** TASK STATEMENT **
Copy out every line of the data below word for word, without changing anything.

** DATA LINES **
┄┄┄┄┄┄┄┄┄┄

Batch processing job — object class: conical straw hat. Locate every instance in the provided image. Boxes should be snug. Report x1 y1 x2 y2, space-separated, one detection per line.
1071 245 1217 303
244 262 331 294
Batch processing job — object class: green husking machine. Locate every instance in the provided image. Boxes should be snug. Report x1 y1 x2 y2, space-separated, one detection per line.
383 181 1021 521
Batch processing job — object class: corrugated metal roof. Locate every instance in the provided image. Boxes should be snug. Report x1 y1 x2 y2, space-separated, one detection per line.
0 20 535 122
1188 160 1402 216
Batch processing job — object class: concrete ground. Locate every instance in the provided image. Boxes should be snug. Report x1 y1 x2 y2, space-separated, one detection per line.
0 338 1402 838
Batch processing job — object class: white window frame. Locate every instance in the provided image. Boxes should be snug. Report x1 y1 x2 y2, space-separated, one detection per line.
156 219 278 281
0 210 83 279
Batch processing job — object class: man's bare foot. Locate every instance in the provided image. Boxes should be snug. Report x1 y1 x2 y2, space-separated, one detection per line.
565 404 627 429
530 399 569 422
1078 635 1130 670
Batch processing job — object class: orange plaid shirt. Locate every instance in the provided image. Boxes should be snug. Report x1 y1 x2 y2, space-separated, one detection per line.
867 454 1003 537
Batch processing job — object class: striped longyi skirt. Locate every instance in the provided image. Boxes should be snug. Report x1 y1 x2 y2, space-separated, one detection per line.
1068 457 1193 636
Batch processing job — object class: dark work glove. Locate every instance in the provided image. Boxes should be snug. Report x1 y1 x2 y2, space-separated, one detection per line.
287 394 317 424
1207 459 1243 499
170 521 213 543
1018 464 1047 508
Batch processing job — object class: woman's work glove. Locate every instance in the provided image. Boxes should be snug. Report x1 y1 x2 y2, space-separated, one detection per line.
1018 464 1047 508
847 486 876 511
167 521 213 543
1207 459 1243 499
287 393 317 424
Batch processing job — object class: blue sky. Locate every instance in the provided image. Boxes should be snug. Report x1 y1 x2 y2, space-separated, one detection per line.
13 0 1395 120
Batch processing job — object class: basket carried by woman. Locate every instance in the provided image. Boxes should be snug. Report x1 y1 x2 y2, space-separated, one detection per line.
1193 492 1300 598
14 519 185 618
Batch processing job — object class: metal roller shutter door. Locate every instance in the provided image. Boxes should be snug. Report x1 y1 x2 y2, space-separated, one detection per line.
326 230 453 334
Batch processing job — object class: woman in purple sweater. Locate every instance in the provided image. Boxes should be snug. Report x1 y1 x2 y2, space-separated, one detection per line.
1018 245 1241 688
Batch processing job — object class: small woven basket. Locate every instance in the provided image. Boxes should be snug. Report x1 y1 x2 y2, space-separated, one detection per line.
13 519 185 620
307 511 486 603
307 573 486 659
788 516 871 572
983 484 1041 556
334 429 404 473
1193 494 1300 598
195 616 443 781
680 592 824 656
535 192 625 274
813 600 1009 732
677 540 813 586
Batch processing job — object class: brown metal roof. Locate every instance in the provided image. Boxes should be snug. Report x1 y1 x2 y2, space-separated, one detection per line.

┄┄┄┄┄┄┄┄┄┄

** SOLUTION FOR THIS EXERCISE **
Batch processing job — object class: conical straw hat. Locate every instance in the provided image. Boxes should be snug. Report x1 y1 x2 y2, space-separated, one detection per line.
1071 245 1217 303
244 262 331 294
Batch processing job — object class: green husking machine. Locate every instance in the provided image. Boxes should be snug. Report x1 y1 x2 y2, space-separated, one detection per line.
383 181 1021 521
Batch processing job — object class: corrugated metal roof. Locate every instance in the provided image. Boxes should be snug. Report x1 y1 x2 y2, space-separated, one detection per line.
0 20 535 122
1188 160 1402 216
Batch processing job — object class: concrete ground. Locate every instance in the provided image. Boxes should be snug. Report x1 y1 x2 y2, space-separated, one detection per line.
0 338 1402 838
Batch processing job — object class: white window frame. Locate every instance in the provided image. Boxes should be snug. Report x1 y1 x2 y2, space-separated, one detection per line.
156 219 278 281
0 210 83 279
Batch processing job — object class: man's bare foot. Locate every instance in the provided image. Boxes should be snug. Report x1 y1 x2 y2, space-separated, one detection per line.
565 404 627 429
530 399 569 422
1078 635 1130 670
Batch processing job — object class: orange plaid shirt. Locate every instance in the provided image. Boxes should be snug. Report x1 y1 x2 y2, space-separated, one detection per line.
867 454 1003 537
Batch processing job — object class: striped longyi skirt. Locate every instance in the provided image. Boxes should be snug. Report x1 y1 x2 y2, space-separated, one detection per line.
1068 457 1193 636
Batch processing job — object class: dark work glove. Locate every instance in the provided image. Boxes should be snug. Report x1 y1 x2 y2, space-separated, one detection per line.
287 394 317 424
1207 459 1243 499
170 521 213 543
1018 464 1047 508
Batch processing job — object class: woman's work glove. Locate every instance in the provided image. Boxes should be snug. Report x1 y1 x2 y2, space-separated, one detection per line.
1018 464 1047 508
847 486 876 511
167 521 213 543
1207 459 1243 499
287 393 317 424
Batch processing job — object class: blue sky. Locate every instance in the provided image. Boxes should be snug. Report x1 y1 x2 y2, space-separated, one detection per line.
13 0 1395 120
Batch processing job — object class: basket carried by woman. Locate every instance in the provided image. Boxes should be snug. Report x1 y1 x2 y2, space-separated, one detection per line.
1193 492 1300 598
14 519 185 618
Batch processing job — object class: metal roller shutter door. Locate every instance in the provided image. Boxes should be snug. Report x1 y1 x2 y2, space-separated, one detection per line.
326 230 453 334
Batch processing job — object class: woman in purple sweater. Locate every instance in the provided image. Boxes should be snug. Report x1 y1 x2 y2, space-separated, one detection per line.
1018 245 1241 688
Batch processing job — object class: small woven basket. Locate every instance in the provided image. Boxes should be snug. Report x1 y1 x2 y2, space-separated, one detection per line.
13 519 185 620
307 511 486 603
307 573 486 659
788 516 871 572
983 484 1041 556
334 429 404 473
1193 494 1300 598
195 616 443 781
680 592 824 656
535 192 625 274
813 600 1009 732
677 540 813 586
Batch processing job — object class: brown metal roof. Locate every instance in the provided image. Boxes should be snug. Report x1 y1 x2 y2, space-separated, one detection per line.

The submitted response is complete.